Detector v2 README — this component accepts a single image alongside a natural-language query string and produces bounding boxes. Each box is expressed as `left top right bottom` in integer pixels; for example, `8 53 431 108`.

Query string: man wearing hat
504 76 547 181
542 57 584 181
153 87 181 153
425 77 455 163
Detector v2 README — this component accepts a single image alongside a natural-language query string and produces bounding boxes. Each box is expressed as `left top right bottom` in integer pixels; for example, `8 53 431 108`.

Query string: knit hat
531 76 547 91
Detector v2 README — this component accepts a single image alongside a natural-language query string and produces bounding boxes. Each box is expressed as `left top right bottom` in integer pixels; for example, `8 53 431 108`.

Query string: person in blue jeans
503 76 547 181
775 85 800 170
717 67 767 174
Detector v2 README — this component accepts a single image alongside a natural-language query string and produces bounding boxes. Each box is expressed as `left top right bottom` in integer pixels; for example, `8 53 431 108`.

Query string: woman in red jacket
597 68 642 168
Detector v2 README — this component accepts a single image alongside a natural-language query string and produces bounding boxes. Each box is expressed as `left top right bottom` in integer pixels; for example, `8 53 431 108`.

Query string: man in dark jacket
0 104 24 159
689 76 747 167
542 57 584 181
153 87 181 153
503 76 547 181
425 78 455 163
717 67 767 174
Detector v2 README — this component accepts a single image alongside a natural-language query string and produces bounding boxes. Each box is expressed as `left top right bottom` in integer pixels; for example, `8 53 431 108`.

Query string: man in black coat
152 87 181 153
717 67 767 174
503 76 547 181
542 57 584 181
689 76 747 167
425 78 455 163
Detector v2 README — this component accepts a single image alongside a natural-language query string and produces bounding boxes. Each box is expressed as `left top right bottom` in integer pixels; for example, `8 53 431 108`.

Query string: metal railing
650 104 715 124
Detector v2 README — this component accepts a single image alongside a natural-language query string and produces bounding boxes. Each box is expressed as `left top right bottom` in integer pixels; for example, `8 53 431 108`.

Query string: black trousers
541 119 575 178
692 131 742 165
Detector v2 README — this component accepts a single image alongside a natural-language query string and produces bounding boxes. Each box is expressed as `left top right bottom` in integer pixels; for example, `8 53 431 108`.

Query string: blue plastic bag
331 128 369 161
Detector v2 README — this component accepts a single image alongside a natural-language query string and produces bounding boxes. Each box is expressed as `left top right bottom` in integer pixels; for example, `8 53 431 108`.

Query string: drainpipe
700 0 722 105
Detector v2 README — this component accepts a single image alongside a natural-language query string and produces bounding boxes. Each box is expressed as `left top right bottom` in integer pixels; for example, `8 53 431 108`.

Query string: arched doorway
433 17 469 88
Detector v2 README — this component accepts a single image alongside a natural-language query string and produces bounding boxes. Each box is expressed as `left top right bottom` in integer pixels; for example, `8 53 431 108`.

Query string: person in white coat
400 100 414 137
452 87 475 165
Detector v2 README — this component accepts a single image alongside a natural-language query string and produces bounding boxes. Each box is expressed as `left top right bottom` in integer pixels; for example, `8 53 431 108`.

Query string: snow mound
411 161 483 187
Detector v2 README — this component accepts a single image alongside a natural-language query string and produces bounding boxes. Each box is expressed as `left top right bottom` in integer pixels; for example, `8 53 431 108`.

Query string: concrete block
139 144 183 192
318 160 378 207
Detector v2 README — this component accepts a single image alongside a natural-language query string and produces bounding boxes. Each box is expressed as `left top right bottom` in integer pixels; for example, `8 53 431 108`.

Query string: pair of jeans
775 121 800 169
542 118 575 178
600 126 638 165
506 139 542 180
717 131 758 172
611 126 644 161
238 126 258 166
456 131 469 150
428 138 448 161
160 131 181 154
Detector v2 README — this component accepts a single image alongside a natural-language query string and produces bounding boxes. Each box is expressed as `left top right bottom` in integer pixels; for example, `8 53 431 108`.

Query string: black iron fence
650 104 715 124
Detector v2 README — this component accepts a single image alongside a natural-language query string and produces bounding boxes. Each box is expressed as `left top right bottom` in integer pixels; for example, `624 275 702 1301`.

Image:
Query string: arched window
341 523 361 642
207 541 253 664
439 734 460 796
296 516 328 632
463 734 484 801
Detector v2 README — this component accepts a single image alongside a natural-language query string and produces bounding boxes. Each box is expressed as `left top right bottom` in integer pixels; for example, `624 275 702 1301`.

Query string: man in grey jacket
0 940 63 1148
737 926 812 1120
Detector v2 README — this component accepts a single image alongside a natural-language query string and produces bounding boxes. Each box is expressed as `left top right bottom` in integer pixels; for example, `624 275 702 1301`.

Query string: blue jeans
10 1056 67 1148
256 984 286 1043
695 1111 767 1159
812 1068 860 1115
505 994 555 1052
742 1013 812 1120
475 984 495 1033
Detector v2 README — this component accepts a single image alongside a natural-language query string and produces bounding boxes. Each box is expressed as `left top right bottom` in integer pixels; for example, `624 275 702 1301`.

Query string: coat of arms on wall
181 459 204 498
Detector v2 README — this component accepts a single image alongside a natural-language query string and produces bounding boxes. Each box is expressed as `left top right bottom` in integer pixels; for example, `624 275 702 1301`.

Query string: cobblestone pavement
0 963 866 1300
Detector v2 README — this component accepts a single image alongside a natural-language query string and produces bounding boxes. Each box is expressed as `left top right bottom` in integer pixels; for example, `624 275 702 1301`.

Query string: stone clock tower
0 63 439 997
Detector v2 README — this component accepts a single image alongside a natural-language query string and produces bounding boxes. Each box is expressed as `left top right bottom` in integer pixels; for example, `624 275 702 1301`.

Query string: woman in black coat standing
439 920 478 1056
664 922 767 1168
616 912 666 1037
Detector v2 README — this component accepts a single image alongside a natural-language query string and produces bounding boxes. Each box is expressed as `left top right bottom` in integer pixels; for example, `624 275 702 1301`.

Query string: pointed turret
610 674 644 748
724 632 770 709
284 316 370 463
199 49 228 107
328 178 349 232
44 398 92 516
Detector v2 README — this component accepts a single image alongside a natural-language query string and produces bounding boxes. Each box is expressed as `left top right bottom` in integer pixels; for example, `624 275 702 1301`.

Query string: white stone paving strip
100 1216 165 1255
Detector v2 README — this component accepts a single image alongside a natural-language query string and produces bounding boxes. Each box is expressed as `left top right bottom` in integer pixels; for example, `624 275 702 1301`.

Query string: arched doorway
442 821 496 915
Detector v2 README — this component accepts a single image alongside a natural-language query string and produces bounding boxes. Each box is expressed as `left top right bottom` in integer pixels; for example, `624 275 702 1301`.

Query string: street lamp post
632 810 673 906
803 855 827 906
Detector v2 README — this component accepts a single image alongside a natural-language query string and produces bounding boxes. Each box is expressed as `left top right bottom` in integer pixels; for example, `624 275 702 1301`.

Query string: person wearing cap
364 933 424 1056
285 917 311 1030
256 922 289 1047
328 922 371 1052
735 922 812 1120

---+---

*GOAL*.
Reproduce all of the material above, changing "Detector v2" to "Detector v3" wherever it occurs and keeping everything else identical.

*SOLUTION BELOW*.
Detector v3 README — this component accepts a single image alongside a natural-language query string and produces bounding boxes. Each box is expressed as `left top right bottom` in integer pixels; for example, `8 53 431 108`.

Query string: man wearing hat
504 76 547 181
542 57 584 181
153 87 181 153
425 77 455 163
Detector v3 README — this component accepts a single image alongside a natural-language query string and produces bounding boxes. Each box is expressed as `left top right bottom` in integer pixels; for example, `8 53 431 108`.

Query string: knit hat
531 76 547 91
Detector v3 README — this component accepts a single image alongside a natural-language query string and produces bounding boxes. Each box is expressed as `left top right bottom` in integer pixels; for example, `8 53 431 108`.

Query string: person in blue jeans
503 76 547 181
775 85 800 170
717 67 767 174
Detector v3 README — this component accepts a single image alongside a natural-language query string and produces bounding boxes. Each box is expressed as `left top right bottom` in integer pixels; for example, `8 53 431 108`.

Query string: woman in red jacket
597 68 642 168
Detector v3 README — this component accepts a single image alongside a natural-language query string and produces bounding boxes. Each box is expressed as `left top right bottom` in integer pixels; for example, `8 53 431 108`.

Query string: man in dark jacket
0 104 24 159
689 76 747 167
542 57 584 181
153 87 181 153
503 76 547 181
425 78 455 163
717 67 767 174
Detector v3 README — this component accepts a single image alongside a natural-language query string and produces bounding boxes. Each box is expressed as `left top right bottom` in integer pixels; for example, `8 53 431 108`.

Query string: man in black coat
152 87 181 153
717 67 767 174
503 76 547 181
542 57 584 181
689 76 747 167
425 78 455 163
Detector v3 README — this component accepts a single image alongside a natural-language query string and produces bounding boxes. Each box is expressed as `left top right bottom` in integer pixels; for example, `8 53 431 108`.

Query string: metal railing
650 104 715 124
Detector v3 README — this component accepts a single image alongside a natural-language query string and produces bounding boxes. Each box is expressed as `left top right bottom` in integer pixels; for example, `8 53 431 108`.

Query string: black trousers
541 119 575 178
692 131 742 165
Detector v3 README — this component accepts a single image alongside a natural-language query string and produces bounding boxes. Each box is expressed as `left top right bottom` in integer pixels; for example, `8 53 431 108`.

Query string: blue plastic bag
331 128 369 161
Detector v3 README — this component accepts a single image alongside a natural-language query string and produces bounding boxes. Each box is expressed as `left top right bottom` in integer pixels; for example, `8 53 431 108`.

Query string: drainpipe
700 0 722 105
Detector v3 README — this component accepts a single image alongside a natural-language query string and produces bounding boxes. Each box is expressed as `left top right bottom` in integer pixels; for example, `8 53 431 108`.

Query string: arched doorway
433 17 469 88
Detector v3 README — this component accepts a single image alongside a natural-language query string and produces bounding boxes. Each box is expressed as `left top right bottom` in integer pixels; for example, `8 53 431 108`.

Query string: person in white coat
400 100 414 137
452 87 475 165
Detector v3 README — this component accepts a single image alongside a natural-language query string and produces bounding boxes. Each box is expressed as `left top right bottom` in integer pixels; for example, `8 53 431 108`.

Query string: snow mound
411 161 483 187
Detector v3 README — this component accepts a single image alongside a natural-language query string and produces bounding boxes. Each box is expressed as `left top right bottom` in integer pixels; for example, `8 53 431 108`.

Query string: concrete block
139 144 183 192
318 160 378 207
Detector v3 README — this component accepts a single image alongside a natural-language query string and produces bounding boxes. Each box is expressed as `left top right bottom` in integer pixels; for example, `8 53 431 108`.

Query string: pair of jeans
775 121 800 169
542 118 575 178
600 126 638 165
506 139 542 180
717 131 758 172
611 126 644 161
238 126 258 166
456 131 469 150
428 138 448 161
160 131 181 154
Detector v3 README — this component accepts a single image alongside a natural-language query string and produces bounding boxes. Each box is expressed as `left top right bottom` in integer pixels; for example, `8 53 431 108`.

Query string: black iron fence
650 104 715 124
Detector v3 README — this component accepts a single image alongside a natural-language query string and produces bounding boxes. Each box is expressed as `left top right bottom` in integer pixels; for example, `624 275 702 1301`.

Image:
Query string: arched window
341 523 361 642
207 541 253 664
439 734 460 796
296 516 328 632
463 734 484 801
Detector v3 README — this component accepts a single image alongside a natural-language query string and produces bounding boxes. Each box is expressed as `left top right bottom` in integer pixels; for example, `624 275 702 1301`.

Query string: man in grey jacket
0 940 63 1148
737 926 812 1120
Detector v3 README — this component accepts a single image alongside a natural-language query string and produces bounding boxes. Each box is expressed as `left top right bottom` in integer pixels; for example, `624 275 702 1301`.

Query string: blue jeans
10 1056 67 1148
256 984 286 1043
695 1111 767 1159
812 1068 860 1115
505 994 555 1052
742 1013 812 1120
475 984 495 1033
Detector v3 README — this component accepts a single image alongside a natural-language query string and produces bounding boxes. Each box is expressed as `left top right bottom` in integer pixels; for example, `624 275 702 1301`.

Query string: coat of arms on wall
181 459 204 498
Detector v3 README — this component accepts a single image alongside a natural-language query string and produces bounding boxes. Each box is expressed as `left top right bottom` in integer pixels; for example, `624 275 702 1301`.

Query string: cobblestone pavement
0 963 866 1300
Detector v3 README — this component accepts a single image alongside a natural-language query string and produces bounding boxes. Each box is expressed as `left top right bottom` in integer pixels; for example, `624 275 702 1301`.

Query string: stone clock tower
0 63 439 997
Detector v3 README — this component accepts a single image alongside a natural-language query string and produces bounding boxes. Each box is expressed as `left top right bottom` in integer pixels; for example, `624 275 702 1301`.

Query string: woman in black coat standing
439 920 478 1056
664 922 767 1168
616 912 666 1037
Detector v3 README — this component accepts a single image alongside a natural-language query string and produces bounding boxes. Each box is expressed as `left top right bottom` in integer pixels; for example, `624 275 702 1301`.

Query string: pointed turret
610 674 644 748
724 632 770 709
284 316 370 463
199 49 228 107
328 178 349 232
44 398 92 516
Detector v3 README — this component accepts a single image alongside a natural-language query string and produces bounding boxes. Each box is expressed as `left top right bottom` in integer pixels; for example, `624 275 702 1301`.

Query string: white stone paving strip
100 1216 165 1255
Detector v3 README — this component accepts a single image alongside a natural-language query string and produces bounding boxes. Each box is expressed as `left top right bottom` in integer pixels; for example, `624 275 702 1301`.

Query string: arched doorway
442 821 496 915
Detector v3 README — this component accepts a single image alongside a natural-language query string and produces bounding boxes. Each box is expressed as `left top right bottom` in integer pixels; for example, `624 275 702 1301`.

Query string: street lamp post
632 810 673 906
803 855 827 906
Detector v3 README — this component accepts a single image alongside a natural-language query string and produces bounding boxes. Each box is expressed as `left top right bottom` in integer pixels; for example, `624 275 702 1301`.

Query string: person wearing cap
364 933 424 1056
285 917 311 1030
256 922 289 1047
328 922 371 1052
735 922 812 1120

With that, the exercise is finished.